- WORK INSTRUCTIONS
Every entry below should be reproduced exactly; no picture is to be included.

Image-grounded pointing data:
----------------

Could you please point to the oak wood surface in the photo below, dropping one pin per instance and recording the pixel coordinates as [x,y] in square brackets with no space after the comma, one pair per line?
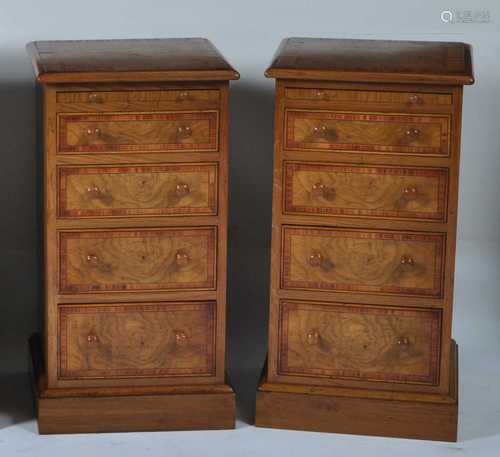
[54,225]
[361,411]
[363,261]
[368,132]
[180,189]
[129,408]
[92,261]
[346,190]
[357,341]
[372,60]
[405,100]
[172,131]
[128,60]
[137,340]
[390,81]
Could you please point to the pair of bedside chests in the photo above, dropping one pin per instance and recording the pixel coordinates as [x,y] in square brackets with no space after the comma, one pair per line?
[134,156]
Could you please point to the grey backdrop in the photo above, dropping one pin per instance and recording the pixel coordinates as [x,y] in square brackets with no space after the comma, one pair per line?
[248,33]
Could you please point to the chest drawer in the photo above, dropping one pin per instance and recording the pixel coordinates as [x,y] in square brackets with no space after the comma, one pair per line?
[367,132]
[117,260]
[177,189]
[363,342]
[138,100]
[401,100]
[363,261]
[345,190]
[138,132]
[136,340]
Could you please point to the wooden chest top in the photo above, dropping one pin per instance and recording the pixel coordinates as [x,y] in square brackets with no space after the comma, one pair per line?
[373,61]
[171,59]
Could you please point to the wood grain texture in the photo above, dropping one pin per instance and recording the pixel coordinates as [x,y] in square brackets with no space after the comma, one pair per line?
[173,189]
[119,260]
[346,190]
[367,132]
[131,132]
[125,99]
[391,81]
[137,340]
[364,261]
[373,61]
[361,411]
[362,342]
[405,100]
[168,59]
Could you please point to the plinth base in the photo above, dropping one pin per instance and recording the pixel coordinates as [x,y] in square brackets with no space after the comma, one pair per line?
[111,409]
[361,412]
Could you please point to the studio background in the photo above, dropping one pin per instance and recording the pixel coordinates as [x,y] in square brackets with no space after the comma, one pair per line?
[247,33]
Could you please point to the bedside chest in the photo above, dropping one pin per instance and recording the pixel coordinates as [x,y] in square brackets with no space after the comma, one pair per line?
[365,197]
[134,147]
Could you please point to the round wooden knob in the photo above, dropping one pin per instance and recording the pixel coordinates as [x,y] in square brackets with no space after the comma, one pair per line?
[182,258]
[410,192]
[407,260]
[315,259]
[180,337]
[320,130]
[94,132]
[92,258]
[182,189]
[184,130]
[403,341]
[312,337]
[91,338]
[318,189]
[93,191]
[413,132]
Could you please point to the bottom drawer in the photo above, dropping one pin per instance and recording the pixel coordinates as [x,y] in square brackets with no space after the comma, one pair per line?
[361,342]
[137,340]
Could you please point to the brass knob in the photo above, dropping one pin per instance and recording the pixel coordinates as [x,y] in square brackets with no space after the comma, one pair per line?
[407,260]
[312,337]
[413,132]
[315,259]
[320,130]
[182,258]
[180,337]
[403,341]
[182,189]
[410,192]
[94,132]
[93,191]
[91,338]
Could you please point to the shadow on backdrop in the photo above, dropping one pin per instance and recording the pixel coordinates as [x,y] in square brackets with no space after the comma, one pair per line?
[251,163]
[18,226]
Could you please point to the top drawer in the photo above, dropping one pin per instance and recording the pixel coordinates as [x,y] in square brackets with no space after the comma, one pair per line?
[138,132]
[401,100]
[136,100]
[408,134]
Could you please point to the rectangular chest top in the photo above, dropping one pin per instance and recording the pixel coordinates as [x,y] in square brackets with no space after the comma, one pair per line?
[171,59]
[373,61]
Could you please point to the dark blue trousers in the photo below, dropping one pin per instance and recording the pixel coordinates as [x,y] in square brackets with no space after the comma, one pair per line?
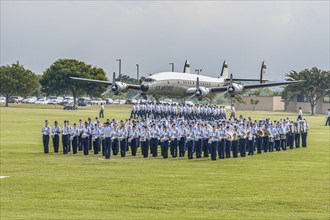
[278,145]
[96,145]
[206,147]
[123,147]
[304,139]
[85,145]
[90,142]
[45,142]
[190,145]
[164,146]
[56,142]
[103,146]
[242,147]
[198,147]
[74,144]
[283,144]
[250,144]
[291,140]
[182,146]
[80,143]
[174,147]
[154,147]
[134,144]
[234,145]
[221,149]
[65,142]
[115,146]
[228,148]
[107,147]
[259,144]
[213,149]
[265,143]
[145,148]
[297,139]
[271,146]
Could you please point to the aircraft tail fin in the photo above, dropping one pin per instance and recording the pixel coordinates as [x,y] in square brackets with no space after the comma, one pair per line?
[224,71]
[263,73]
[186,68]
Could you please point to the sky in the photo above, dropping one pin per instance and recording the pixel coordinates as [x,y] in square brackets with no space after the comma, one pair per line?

----------------

- ANSWER TO THIS TASK
Could you please point to the oak wood surface in the photo below, dropping one pin per instance and recording the pixel coordinates as [x,y] in square brackets with no space after the comma, one pair per line?
[54,225]
[361,411]
[363,261]
[368,132]
[180,189]
[129,408]
[92,261]
[346,190]
[357,341]
[372,60]
[405,100]
[172,131]
[128,60]
[137,340]
[390,81]
Could you please point to the pair of bedside chests in the photo above, dropping one pin per instance and recording the pixel coordinates as [x,y] in square brackets with no space after the comma, one pair per line?
[134,156]
Could you please point to the grey backdrop in the photo above, dropping one pin per instance and recording the pixel coordinates as [x,y] in square brackets with no space after the comma, one pair per line?
[248,33]
Could you please point to the chest drawer in the photo above, dropping one pin per instance and recording the pixel coordinates as [x,y] in square brackets with no space after the comma, one pair per line?
[367,132]
[117,260]
[177,189]
[363,342]
[138,100]
[401,100]
[363,261]
[345,190]
[138,132]
[136,340]
Could you please point to the wooden chest top in the photo above, dropping one pin per instance and recording the pixel coordinates as [x,y] in square brackets with no space after the comma, one pair per line?
[373,61]
[171,59]
Could you please point to the wood grain texture in the photo above, dropping one pin per instance and recording the pixel coordinates as [x,y] in square brackets with no space after the comma, one pair per line?
[173,189]
[119,260]
[346,190]
[367,132]
[131,132]
[125,99]
[391,81]
[137,340]
[364,261]
[373,61]
[361,411]
[362,342]
[405,100]
[168,59]
Could you please point to the plinth base in the photo above, dropping one pin per instance and recording the pixel coordinates as [x,y] in square brackets with no space after the comma, one pair per line?
[111,409]
[361,412]
Could you please point to the studio background in the photo above, dropping one pin per instance and recording the pixel coordinates as [x,y] in square brackets with no space after the comma, one pair per line?
[247,33]
Could you please point to the bedside chest in the photo above, dropping one pin per instance and recording the pixel coordinates as [x,y] in square brackets with no space after the comma, one pair per line?
[365,197]
[134,147]
Could you please point to the round wooden knob in the photo above, dropping one pin per instance and recording the pixel coordinates as [x,y] in square brackets with no space after the comma, one pair per line?
[182,258]
[410,192]
[407,260]
[315,259]
[180,337]
[320,130]
[94,132]
[92,258]
[182,189]
[184,130]
[403,341]
[312,337]
[91,338]
[318,189]
[93,191]
[413,132]
Could you please point to the bottom drawer in the photo above, dropping one pin per instance and recording the pixel coordinates as [x,y] in square brackets with no space after the comma, one pair per line?
[361,342]
[137,340]
Could you please point to the brass knob in the photo above, dropping one pin per instance and recording the pixel coordinates as [x,y] in square brackets with no space after the comma, one pair per line?
[407,260]
[312,337]
[413,132]
[315,259]
[320,130]
[182,258]
[180,337]
[403,341]
[182,189]
[410,192]
[94,132]
[93,191]
[91,338]
Could you please point to the shadow on backdrop in the photo above, dropping one pin per instance and recording the pixel coordinates as [x,y] in square brackets with no space after the comma, one pair per line?
[251,163]
[18,226]
Could you please point to the top drawer in the photo above, dropping one pin per instance and recording the pixel coordinates as [x,y] in square brackets with no space after the comma, one pair per line?
[138,132]
[401,100]
[136,100]
[408,134]
Could you please point to the rectangular chest top in the photo above, dropping one pin per instance and recording the pixel coordinates as [x,y] in square brackets with no space after the comma, one pair per line?
[171,59]
[373,61]
Could you please point to the dark blue trousers in the photo below, dropping one pin per instance and recording the pixel coordinates as [x,y] in square brackets with no space after the comma, one pair per line?
[278,145]
[96,145]
[206,147]
[123,147]
[304,139]
[85,145]
[90,142]
[45,142]
[190,145]
[164,146]
[56,142]
[103,146]
[242,147]
[198,147]
[74,144]
[283,144]
[250,144]
[291,140]
[182,146]
[80,143]
[174,147]
[154,147]
[134,144]
[234,145]
[221,149]
[65,142]
[115,146]
[228,148]
[107,147]
[259,144]
[213,149]
[265,143]
[145,148]
[297,139]
[271,146]
Could you please point to the aircraft tail fin in the photo above, dropping one pin per instance and recording the pixel coordinates as [x,y] in square brackets with no space after the comma, one pair per line?
[224,71]
[263,73]
[186,68]
Could you please point to the sky in the photo above, dropping one pin per instance and recording the pixel coordinates as [x,y] in square brackets with no space after the comma, one pair per line?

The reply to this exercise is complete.